PROBLEM REQUIREMENTS = Copy every record exactly.

DATA TO USE =

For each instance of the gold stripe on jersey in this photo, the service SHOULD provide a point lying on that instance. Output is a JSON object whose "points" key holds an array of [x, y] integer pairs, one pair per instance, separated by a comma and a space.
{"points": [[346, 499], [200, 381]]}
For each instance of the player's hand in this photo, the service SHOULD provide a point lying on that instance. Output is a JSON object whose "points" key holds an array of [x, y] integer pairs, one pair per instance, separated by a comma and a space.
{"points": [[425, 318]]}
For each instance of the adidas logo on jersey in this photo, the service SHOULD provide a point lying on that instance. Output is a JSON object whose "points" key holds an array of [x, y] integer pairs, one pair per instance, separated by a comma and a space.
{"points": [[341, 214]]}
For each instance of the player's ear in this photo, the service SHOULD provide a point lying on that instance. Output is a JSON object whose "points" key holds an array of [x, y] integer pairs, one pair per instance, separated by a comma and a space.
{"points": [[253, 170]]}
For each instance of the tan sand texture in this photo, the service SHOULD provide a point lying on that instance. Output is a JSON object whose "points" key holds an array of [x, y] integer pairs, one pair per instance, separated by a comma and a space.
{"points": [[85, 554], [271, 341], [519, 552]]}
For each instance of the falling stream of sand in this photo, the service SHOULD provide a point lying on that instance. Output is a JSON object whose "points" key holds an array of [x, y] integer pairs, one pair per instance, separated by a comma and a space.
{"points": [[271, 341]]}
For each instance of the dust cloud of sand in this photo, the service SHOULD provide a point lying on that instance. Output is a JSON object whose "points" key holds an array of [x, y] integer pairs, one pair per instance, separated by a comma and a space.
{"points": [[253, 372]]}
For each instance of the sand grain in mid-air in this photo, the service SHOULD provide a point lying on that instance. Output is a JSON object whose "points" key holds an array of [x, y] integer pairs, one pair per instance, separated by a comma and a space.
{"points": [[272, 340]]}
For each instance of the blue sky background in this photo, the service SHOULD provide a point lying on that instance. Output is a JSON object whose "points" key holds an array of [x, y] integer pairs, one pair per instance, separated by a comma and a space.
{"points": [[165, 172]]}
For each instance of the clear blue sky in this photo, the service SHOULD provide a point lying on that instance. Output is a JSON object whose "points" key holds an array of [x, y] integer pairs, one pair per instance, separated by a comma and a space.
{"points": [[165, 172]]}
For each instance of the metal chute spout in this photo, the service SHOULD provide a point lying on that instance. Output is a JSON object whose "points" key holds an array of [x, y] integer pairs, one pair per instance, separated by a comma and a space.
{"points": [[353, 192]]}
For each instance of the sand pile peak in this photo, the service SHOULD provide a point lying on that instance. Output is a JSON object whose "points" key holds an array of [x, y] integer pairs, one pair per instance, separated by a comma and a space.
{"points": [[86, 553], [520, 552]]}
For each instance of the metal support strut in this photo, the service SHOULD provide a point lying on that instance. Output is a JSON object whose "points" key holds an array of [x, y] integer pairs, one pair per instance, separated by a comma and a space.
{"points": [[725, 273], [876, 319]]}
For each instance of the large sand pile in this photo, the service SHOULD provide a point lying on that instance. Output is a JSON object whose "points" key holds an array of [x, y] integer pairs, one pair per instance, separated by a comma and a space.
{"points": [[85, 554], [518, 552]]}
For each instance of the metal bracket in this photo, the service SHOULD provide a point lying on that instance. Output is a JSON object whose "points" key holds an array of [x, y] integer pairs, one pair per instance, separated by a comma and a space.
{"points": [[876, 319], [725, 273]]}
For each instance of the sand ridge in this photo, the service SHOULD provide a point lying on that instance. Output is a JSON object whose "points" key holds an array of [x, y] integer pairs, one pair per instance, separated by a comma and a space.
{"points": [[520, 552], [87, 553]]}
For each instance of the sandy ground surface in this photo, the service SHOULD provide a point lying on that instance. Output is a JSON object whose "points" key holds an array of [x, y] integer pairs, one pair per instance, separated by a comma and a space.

SOLUTION =
For each instance of the gold stripe on jersey in this photo, the service SHOULD provide a point lying on that instance. Output is a JSON object whose "points" key holds an array of [x, y] integer pairs, one pair per instance, separated by a comma and a space.
{"points": [[346, 499], [200, 381]]}
For each instance of the player's hand in this photo, the service SHOULD provide a point lying on that instance. Output is a JSON object whose "points" key holds an array of [x, y] integer pairs, one pair per instance, separated by a comma and a space.
{"points": [[425, 318]]}
For each instance of the adidas logo on jersey in this photo, the service SHOULD provide a point lying on that instance. Output is a JSON object whose "points" key holds an array of [x, y] integer pairs, one pair per instance, separated by a comma and a space.
{"points": [[341, 214]]}
For each instance of the player's ear in this photo, the service SHOULD provide a point lying on that instance. Output is a JSON object whose "points" key holds an array of [x, y] integer pairs, one pair per instance, separated by a comma and a space.
{"points": [[253, 170]]}
For each instance of the tan sand texture in this photo, the service SHOULD provide a point lying on that instance. Output is a JSON object whose "points" key holds an array of [x, y] integer pairs, one pair per instance, separated by a comma and a space.
{"points": [[85, 554], [271, 341], [519, 552]]}
For each instance of the falling stream of sand in this photo, the service SHOULD provide a point lying on that instance. Output is a JSON object whose "points" key holds an array of [x, y] integer pairs, one pair per instance, separated by a comma and a space.
{"points": [[271, 341]]}
For each instance of the dust cloud of sand in this photo, the service SHOULD provide a point lying on that instance. Output is a JSON object whose "points" key holds an array of [x, y] integer pairs, one pair per instance, separated by a comma and a space.
{"points": [[253, 372]]}
For each instance of the sand grain in mid-air in this photo, the service SHOULD provide a point lying on that instance. Output is a JSON object whose "points" key holds an array of [x, y] integer pairs, one pair per instance, separated by a comma and a space.
{"points": [[272, 340]]}
For each instance of the blue sky background in this photo, the service SHOULD provide a point lying on that instance. Output is a JSON object whose "points" key holds an array of [x, y] integer pairs, one pair per instance, separated by a comma and a space.
{"points": [[165, 172]]}
For each instance of the clear blue sky in this photo, the service SHOULD provide a point lying on that instance. Output is a JSON object whose "points" key holds an array of [x, y] integer pairs, one pair per instance, separated by a comma and a space.
{"points": [[165, 172]]}
For each instance of the metal chute spout in this photo, the service SHOULD provide a point lying on that instance. Output is a JSON object whose "points" key holds an array of [x, y] integer pairs, one pair per instance, separated by a comma and a space.
{"points": [[353, 192]]}
For each instance of the sand pile peak in this photo, the service SHOULD provide a point lying on that instance. Output is a JSON object whose "points" key holds an array of [x, y] integer pairs, one pair per instance, separated by a comma and a space.
{"points": [[86, 553], [520, 552]]}
For each instance of the metal support strut in this photo, the service SHOULD provide a point lying on that instance. Output is a JSON object whose "points" key holds an array of [x, y] integer pairs, one pair per instance, separated by a comma and a space.
{"points": [[725, 273], [876, 319]]}
For each instance of the large sand pile in this photo, the service SHOULD provide a point lying on that instance. Output is a JSON object whose "points" key holds an array of [x, y] integer pairs, one pair per instance, separated by a comma and a space.
{"points": [[85, 554], [518, 552]]}
For each instance of the metal bracket in this photo, the service SHOULD provide a point lying on that instance. Output is a JSON object whose "points" key holds an array of [x, y] integer pairs, one pair per instance, separated by a comma and a space.
{"points": [[876, 319], [725, 273]]}
For each instance of the sand ridge in this photo, the service SHOULD provide a point lying on that instance. Output is a JSON object whose "points" key holds an array of [x, y] integer pairs, one pair per instance, separated by a comma and a space.
{"points": [[520, 552], [87, 553]]}
For each instance of the sandy ground surface in this photo, the service SHOULD provide a point lying on that instance. Output is a JSON object whose "points" key holds an array of [x, y] integer pairs, one pair per instance, separated by a comma and a space.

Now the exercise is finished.